__Directions for this task__: Starting at the line that contains "Note for the class: annotate every instance of the dry" and continuing through the last of the items, reproduce only those lines, swapping "grass field" for "meadow" and leaving everything else unchanged.

+++ Available records +++

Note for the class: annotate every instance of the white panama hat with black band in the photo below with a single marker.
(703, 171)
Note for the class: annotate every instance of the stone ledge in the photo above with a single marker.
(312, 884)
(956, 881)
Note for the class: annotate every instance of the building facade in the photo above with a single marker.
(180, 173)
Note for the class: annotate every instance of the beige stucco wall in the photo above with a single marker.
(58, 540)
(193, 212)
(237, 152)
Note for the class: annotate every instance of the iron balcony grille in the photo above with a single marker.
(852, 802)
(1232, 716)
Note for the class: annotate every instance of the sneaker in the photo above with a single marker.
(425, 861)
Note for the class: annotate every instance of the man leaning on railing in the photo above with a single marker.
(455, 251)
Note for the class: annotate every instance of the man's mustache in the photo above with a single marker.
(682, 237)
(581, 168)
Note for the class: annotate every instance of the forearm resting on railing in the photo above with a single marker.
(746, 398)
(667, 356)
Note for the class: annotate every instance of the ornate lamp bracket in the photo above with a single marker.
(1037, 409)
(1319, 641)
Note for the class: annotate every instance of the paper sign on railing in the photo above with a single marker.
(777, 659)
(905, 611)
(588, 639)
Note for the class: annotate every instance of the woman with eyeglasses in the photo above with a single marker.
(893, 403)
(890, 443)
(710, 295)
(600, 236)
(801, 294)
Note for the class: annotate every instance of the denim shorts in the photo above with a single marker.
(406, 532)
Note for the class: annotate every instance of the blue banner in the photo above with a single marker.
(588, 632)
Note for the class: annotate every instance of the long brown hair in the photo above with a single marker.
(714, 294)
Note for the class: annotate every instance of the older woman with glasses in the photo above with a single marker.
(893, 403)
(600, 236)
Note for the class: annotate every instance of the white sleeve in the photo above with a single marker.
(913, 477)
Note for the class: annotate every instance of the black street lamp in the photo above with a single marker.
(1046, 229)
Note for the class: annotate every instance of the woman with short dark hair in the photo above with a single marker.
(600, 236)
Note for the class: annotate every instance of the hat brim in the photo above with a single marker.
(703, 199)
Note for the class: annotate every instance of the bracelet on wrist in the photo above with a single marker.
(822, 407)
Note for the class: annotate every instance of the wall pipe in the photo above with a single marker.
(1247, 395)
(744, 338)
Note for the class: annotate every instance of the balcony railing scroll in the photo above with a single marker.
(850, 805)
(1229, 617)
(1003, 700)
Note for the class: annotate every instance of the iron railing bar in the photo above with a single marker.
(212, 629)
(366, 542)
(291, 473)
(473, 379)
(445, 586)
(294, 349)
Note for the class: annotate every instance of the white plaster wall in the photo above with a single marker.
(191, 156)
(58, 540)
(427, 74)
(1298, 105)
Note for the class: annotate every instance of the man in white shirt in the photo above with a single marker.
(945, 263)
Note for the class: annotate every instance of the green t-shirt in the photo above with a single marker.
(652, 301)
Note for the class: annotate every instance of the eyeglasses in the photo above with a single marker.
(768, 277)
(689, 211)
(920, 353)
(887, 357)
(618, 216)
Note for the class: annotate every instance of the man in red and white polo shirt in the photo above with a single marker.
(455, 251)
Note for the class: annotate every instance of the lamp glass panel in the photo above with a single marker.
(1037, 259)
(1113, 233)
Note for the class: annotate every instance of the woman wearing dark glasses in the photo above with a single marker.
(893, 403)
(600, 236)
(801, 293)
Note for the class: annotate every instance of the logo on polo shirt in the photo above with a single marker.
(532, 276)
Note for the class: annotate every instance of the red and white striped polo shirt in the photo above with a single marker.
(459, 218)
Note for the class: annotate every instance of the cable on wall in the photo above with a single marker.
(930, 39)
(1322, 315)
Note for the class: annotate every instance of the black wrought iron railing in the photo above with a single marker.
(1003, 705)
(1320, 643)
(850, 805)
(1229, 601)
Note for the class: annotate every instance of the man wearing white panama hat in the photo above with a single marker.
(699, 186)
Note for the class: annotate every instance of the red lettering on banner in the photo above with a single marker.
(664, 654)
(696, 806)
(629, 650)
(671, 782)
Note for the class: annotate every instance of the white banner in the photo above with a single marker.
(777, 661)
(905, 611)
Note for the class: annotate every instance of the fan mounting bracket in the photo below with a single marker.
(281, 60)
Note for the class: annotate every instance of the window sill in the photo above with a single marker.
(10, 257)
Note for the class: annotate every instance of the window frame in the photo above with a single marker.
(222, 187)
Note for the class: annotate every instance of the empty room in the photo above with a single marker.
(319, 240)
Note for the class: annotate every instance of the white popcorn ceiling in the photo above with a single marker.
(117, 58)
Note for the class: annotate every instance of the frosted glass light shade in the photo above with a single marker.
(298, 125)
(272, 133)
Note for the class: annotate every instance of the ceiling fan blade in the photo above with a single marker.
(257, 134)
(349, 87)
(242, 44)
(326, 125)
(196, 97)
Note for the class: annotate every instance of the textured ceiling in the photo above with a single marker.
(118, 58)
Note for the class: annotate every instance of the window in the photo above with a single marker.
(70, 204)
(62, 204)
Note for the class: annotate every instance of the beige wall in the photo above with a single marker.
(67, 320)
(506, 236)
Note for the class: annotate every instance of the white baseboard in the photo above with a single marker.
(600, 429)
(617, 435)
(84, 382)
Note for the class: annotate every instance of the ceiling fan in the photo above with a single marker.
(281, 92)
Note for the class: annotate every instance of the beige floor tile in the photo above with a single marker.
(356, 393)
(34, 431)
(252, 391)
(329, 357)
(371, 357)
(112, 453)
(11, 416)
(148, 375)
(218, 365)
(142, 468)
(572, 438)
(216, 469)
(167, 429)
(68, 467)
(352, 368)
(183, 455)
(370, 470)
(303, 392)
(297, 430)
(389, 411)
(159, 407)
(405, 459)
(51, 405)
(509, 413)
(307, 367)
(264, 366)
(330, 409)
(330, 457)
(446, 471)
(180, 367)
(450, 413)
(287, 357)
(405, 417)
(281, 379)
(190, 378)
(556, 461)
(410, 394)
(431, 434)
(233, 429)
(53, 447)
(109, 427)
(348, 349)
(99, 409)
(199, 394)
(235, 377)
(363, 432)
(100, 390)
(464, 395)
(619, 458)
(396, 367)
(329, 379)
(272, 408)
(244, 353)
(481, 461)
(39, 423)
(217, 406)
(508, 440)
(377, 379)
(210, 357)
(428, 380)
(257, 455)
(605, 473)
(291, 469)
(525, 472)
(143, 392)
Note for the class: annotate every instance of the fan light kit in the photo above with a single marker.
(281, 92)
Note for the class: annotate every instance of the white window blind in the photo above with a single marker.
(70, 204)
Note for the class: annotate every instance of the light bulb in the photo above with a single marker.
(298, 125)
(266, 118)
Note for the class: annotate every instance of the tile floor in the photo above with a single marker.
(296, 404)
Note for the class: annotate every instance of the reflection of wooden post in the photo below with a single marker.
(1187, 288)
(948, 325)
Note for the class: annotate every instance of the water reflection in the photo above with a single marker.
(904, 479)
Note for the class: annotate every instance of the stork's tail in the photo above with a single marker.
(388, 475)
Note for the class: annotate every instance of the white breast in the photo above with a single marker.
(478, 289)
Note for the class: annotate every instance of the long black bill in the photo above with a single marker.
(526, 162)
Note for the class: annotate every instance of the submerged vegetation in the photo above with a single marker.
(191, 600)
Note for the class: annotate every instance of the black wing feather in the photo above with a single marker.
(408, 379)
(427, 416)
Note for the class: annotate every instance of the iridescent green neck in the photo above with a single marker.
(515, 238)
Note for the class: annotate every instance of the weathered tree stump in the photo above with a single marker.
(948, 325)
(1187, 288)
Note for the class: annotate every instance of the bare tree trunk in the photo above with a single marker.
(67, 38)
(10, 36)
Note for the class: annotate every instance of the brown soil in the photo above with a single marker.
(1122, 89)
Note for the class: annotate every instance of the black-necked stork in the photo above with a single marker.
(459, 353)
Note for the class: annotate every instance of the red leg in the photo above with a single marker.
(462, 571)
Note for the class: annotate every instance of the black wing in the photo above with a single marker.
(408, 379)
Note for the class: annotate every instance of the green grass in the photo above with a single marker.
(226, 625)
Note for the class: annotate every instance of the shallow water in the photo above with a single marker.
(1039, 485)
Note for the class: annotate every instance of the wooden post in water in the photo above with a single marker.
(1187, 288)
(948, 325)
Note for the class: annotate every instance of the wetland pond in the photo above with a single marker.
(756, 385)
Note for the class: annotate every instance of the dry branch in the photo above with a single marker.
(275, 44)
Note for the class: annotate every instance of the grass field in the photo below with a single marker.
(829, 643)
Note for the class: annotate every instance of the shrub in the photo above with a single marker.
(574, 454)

+++

__Problem solution__:
Note for the class: annotate every instance of the dry branch in the photo above with a single marker.
(275, 44)
Note for the class: annotate every instance of the meadow in the photo below with a single marker.
(829, 643)
Note for the class: annotate every instance of the shrub in the photo above with a single marker.
(574, 454)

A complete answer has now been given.